**Work request**:
In the records that follow, count each line where the string "step" occurs. Provide the total and no other text.

**Source material**:
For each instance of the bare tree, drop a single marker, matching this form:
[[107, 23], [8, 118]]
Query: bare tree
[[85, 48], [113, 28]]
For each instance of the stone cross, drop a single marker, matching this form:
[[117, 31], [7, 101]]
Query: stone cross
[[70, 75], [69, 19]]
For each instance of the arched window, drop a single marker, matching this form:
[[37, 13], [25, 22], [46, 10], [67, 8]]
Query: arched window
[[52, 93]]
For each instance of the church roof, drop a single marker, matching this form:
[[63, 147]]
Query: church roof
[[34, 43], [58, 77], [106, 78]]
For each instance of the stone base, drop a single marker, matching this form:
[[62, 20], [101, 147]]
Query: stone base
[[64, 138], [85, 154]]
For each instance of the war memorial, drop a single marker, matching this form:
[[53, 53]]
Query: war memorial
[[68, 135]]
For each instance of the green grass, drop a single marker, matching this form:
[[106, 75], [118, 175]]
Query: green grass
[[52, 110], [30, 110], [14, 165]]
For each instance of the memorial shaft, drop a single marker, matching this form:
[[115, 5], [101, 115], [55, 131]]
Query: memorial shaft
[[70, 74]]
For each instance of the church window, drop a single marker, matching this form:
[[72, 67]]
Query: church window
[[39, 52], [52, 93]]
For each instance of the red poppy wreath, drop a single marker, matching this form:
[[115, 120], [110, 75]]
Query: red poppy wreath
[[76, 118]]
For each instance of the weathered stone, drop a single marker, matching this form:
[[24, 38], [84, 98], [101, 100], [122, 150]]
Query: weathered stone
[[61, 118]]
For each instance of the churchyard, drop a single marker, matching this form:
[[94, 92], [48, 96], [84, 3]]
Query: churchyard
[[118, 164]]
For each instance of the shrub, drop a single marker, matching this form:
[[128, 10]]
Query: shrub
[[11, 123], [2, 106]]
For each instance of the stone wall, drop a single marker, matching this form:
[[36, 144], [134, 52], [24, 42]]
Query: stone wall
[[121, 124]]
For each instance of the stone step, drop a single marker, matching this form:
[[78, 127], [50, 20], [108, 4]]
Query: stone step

**Exercise response**:
2